──────── DATI FORNITI ────────
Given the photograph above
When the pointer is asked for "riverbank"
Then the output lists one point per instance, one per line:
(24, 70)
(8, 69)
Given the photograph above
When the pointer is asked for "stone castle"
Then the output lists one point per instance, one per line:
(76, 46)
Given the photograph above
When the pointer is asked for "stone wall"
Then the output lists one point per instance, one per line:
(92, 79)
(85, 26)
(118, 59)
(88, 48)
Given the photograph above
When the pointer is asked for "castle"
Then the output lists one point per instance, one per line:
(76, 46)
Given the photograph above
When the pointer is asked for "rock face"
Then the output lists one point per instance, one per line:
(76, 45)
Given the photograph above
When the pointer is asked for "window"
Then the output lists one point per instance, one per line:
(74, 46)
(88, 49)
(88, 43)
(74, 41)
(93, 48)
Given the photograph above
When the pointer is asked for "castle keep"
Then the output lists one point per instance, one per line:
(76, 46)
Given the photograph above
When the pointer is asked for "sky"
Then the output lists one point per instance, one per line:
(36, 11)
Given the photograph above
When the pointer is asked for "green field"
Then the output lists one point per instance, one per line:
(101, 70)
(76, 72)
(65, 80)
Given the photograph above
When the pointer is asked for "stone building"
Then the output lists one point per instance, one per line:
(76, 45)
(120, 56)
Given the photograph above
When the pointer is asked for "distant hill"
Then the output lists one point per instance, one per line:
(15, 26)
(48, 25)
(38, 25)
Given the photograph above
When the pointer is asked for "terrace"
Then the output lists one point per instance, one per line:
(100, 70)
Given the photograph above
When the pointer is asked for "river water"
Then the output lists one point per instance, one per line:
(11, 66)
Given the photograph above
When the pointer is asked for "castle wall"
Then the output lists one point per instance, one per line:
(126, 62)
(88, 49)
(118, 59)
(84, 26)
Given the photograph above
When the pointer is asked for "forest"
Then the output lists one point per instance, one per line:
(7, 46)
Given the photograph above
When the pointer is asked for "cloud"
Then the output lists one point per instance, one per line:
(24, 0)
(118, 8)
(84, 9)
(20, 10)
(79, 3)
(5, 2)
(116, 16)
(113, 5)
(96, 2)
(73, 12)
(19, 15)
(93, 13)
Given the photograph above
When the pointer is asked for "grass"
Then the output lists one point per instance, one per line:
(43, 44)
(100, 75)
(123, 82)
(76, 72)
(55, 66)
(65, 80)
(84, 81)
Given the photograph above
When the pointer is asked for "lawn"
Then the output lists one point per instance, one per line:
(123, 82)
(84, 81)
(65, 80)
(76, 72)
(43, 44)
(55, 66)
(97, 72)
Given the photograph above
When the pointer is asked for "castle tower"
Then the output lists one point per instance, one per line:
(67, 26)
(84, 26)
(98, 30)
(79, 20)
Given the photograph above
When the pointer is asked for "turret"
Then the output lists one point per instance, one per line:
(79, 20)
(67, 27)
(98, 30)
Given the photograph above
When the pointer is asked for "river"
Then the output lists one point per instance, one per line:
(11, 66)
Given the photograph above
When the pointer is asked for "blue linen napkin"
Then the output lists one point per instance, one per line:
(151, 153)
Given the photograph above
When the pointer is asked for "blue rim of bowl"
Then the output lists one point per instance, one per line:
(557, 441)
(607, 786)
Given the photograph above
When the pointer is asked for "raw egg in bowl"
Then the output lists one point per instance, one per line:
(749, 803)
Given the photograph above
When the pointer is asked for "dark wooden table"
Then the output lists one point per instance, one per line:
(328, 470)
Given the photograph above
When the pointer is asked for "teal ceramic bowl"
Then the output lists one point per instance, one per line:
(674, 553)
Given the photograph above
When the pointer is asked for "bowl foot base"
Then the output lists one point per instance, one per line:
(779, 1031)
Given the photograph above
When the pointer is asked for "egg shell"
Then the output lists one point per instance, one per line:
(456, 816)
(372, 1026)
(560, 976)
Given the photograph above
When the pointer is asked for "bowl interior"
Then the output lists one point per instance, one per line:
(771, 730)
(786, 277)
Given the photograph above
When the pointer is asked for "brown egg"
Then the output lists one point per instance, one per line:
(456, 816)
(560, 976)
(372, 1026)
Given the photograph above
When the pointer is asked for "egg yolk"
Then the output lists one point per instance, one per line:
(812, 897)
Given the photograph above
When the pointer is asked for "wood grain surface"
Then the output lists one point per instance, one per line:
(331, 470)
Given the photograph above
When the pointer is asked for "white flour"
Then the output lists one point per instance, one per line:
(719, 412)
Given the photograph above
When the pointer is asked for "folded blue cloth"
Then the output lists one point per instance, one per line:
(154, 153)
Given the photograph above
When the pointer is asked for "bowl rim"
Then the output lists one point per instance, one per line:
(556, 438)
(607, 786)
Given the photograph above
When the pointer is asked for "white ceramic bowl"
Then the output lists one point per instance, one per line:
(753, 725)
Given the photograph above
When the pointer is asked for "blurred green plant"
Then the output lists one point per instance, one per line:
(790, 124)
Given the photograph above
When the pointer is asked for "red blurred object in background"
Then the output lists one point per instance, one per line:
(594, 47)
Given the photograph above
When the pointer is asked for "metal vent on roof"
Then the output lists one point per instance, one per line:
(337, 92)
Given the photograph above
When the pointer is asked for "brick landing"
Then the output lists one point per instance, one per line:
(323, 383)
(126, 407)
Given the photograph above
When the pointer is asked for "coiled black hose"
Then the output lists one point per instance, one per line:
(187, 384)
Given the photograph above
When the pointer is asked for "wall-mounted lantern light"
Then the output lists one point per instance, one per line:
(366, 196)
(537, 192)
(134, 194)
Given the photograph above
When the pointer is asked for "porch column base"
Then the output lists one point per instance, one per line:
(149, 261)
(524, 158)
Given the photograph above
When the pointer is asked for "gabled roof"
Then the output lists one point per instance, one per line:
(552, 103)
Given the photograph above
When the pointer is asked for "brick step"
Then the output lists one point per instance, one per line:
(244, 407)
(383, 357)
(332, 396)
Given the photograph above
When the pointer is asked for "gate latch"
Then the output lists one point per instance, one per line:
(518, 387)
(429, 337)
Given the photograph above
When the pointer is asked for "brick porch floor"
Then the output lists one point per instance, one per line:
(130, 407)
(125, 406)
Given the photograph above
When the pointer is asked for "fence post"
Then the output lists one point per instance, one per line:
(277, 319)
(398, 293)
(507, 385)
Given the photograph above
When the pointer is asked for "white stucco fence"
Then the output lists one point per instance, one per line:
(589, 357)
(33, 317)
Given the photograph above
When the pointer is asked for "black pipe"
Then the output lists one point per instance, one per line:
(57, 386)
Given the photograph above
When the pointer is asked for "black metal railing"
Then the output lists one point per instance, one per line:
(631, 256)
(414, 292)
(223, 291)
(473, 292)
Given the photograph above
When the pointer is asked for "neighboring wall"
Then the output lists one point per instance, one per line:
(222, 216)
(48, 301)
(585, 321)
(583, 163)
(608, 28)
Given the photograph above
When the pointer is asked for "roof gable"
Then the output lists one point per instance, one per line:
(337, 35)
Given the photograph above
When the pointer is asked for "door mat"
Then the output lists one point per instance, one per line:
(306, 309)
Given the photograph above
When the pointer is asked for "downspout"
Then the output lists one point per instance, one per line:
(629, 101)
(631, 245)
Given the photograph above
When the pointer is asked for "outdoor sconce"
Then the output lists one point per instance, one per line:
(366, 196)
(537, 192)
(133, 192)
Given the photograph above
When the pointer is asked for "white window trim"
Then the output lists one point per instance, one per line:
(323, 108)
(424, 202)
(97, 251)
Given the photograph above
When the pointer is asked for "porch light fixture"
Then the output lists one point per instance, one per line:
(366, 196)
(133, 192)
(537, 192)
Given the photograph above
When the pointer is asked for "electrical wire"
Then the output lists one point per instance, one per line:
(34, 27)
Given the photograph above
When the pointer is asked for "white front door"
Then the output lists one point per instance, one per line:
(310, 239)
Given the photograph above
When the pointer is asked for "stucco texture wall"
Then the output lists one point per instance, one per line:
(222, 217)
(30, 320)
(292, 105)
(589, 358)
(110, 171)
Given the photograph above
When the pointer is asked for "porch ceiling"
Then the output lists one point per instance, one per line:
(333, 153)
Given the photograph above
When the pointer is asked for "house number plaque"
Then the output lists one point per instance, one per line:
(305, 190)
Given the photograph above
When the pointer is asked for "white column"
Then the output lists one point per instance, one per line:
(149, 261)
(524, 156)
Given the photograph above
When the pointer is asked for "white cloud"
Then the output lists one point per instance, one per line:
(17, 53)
────────
_CONSEGNA SCRITTA_
Indica, per favore, quante righe dei dati sopra contengono la stringa "porch"; scrivi soltanto il numero.

_SOLUZIONE DELL'ESERCIZIO_
4